◆ **WHAT YOU HAVE TO DO**: Print the lines that run from the line with "box: [457, 1055, 518, 1083]" to the line with "positive clicks: (486, 1075)", keeping both end lines, exactly as they appear in the entries below, and nothing else.

** Opening PROVIDED DATA block **

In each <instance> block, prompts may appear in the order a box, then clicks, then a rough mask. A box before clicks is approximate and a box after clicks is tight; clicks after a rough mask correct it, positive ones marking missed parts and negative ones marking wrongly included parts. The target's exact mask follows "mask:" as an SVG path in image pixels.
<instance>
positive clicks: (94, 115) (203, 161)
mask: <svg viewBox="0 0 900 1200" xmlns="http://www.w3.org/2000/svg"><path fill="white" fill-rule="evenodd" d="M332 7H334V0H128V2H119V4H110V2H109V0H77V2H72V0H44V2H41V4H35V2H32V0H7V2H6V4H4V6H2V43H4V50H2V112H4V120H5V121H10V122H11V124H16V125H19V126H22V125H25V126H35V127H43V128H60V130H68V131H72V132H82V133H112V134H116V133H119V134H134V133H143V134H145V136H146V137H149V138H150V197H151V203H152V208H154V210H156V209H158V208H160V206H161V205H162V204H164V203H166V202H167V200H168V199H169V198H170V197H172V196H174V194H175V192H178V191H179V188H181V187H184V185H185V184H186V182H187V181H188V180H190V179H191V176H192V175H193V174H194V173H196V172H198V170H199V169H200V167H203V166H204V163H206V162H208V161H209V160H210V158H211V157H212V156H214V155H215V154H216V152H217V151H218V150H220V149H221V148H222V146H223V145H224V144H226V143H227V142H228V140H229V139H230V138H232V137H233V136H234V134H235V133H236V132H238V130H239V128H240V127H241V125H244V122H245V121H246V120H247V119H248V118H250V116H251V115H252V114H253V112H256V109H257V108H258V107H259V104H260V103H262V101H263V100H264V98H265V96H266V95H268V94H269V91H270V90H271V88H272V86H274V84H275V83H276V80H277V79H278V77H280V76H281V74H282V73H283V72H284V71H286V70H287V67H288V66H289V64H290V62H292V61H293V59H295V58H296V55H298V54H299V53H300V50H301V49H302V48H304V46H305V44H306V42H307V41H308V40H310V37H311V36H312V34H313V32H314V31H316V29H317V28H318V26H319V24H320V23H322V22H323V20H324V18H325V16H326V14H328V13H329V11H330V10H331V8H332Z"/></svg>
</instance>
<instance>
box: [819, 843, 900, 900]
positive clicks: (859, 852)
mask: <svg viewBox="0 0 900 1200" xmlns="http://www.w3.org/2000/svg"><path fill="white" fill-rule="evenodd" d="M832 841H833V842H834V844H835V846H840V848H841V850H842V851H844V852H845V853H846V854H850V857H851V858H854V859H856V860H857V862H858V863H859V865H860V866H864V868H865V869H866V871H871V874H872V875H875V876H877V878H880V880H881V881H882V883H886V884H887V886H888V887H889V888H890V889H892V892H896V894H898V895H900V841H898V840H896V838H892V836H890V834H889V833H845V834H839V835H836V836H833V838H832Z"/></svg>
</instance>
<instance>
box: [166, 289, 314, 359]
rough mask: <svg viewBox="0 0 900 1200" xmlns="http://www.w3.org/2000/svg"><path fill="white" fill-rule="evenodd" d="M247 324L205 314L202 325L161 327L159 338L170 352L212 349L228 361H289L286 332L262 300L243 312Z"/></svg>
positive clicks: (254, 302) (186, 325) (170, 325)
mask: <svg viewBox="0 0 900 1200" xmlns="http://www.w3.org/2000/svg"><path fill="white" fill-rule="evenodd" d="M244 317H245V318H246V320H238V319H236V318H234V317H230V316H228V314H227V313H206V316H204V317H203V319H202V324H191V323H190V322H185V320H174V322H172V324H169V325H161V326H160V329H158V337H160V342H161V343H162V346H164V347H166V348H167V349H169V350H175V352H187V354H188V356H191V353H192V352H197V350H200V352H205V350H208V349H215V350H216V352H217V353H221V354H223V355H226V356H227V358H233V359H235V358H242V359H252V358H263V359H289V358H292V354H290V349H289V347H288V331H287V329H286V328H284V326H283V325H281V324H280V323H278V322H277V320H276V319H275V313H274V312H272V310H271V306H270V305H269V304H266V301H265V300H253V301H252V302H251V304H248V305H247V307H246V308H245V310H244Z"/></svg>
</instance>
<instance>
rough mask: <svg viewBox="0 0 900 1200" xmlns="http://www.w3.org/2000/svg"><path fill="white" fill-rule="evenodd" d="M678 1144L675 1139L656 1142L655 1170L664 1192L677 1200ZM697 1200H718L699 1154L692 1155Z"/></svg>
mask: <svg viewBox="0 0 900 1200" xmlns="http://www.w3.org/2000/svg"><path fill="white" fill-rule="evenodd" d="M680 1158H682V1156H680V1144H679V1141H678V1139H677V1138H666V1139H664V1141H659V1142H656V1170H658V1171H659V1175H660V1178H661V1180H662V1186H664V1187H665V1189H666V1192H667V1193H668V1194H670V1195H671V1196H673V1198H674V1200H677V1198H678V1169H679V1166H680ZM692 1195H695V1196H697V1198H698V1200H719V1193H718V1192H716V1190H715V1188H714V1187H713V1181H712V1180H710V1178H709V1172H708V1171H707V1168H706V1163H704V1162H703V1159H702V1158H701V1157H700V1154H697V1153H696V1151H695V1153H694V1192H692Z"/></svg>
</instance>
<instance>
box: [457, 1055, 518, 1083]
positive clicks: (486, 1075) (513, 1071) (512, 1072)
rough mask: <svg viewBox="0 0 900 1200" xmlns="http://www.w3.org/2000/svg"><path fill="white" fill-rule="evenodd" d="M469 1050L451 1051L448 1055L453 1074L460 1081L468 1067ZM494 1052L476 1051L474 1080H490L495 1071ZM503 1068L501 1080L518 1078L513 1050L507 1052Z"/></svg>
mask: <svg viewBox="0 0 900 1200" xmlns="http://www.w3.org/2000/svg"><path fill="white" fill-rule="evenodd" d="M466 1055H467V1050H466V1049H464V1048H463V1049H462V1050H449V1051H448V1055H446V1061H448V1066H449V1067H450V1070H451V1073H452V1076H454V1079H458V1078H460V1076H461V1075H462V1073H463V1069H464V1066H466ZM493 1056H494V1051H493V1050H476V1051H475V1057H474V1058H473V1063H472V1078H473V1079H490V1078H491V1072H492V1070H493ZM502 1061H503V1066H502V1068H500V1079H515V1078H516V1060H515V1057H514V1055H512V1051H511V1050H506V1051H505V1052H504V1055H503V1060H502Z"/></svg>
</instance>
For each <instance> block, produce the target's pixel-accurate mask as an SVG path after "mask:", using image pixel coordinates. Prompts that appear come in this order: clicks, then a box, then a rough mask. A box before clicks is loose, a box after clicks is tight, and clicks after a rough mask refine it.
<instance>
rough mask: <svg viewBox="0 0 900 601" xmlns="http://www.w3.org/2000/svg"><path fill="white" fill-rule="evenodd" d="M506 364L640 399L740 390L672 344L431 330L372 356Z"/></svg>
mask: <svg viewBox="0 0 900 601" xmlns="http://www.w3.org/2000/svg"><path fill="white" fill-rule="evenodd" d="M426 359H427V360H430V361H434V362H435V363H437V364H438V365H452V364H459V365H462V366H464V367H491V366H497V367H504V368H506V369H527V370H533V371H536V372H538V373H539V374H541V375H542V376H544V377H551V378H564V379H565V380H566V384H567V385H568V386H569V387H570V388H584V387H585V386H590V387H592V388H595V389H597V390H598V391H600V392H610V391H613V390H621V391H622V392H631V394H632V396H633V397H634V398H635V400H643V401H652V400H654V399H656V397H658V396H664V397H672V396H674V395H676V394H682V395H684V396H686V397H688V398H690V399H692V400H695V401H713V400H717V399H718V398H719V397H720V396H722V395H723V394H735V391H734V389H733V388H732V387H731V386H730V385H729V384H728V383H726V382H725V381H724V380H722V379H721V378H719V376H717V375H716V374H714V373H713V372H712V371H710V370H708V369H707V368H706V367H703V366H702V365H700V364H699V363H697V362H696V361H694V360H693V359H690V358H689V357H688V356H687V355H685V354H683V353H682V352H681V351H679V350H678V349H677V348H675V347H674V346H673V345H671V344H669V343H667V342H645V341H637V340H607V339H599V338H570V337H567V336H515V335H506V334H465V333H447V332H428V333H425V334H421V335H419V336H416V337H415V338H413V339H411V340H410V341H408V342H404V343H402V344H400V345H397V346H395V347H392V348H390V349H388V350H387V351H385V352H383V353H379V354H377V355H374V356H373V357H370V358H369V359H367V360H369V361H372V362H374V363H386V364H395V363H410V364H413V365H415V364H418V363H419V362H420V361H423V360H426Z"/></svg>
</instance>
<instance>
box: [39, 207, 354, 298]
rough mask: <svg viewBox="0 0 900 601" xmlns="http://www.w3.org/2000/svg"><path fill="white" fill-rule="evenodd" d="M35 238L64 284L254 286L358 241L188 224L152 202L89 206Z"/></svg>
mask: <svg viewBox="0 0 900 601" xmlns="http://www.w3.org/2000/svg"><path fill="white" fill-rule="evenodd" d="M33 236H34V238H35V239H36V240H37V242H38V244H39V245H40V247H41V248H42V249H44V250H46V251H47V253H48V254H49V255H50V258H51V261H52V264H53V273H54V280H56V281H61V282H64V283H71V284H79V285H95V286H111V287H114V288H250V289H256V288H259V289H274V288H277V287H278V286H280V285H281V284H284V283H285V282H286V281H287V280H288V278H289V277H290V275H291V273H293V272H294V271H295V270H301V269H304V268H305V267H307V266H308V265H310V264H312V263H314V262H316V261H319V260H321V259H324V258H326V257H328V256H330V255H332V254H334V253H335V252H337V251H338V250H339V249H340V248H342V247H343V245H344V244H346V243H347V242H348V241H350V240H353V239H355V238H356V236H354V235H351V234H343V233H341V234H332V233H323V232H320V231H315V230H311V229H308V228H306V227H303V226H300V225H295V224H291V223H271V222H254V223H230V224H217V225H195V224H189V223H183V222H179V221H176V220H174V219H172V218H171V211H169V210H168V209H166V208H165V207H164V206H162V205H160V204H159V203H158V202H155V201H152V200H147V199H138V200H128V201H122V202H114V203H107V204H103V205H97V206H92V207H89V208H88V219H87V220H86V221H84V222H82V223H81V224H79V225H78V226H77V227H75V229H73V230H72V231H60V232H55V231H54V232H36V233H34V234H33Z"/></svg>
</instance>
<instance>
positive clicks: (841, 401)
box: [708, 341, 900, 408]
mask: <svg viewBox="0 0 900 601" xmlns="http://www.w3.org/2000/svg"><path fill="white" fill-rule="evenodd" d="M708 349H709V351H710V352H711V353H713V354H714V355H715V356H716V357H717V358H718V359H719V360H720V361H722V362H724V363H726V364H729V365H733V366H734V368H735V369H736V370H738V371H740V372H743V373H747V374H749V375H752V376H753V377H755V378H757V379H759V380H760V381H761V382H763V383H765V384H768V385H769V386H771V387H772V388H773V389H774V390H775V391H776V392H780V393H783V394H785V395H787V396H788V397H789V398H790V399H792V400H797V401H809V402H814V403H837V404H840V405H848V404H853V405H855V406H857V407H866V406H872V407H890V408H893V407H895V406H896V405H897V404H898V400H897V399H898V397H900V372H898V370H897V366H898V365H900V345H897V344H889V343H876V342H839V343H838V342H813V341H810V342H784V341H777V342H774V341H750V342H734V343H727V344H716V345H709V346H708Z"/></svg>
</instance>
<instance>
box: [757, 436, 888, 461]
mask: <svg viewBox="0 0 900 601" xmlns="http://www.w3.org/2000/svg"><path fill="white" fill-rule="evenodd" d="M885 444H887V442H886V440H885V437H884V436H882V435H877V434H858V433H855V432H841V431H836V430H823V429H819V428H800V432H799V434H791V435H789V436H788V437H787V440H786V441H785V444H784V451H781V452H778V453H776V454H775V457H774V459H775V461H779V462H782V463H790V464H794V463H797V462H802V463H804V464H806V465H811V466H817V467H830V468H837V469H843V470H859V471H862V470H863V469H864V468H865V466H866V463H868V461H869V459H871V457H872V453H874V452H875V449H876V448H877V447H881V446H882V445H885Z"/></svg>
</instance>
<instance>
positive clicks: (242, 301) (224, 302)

** Closing PROVIDED DATA block **

◆ **TASK RESPONSE**:
box: [457, 1055, 518, 1083]
positive clicks: (486, 1075) (513, 1071) (512, 1072)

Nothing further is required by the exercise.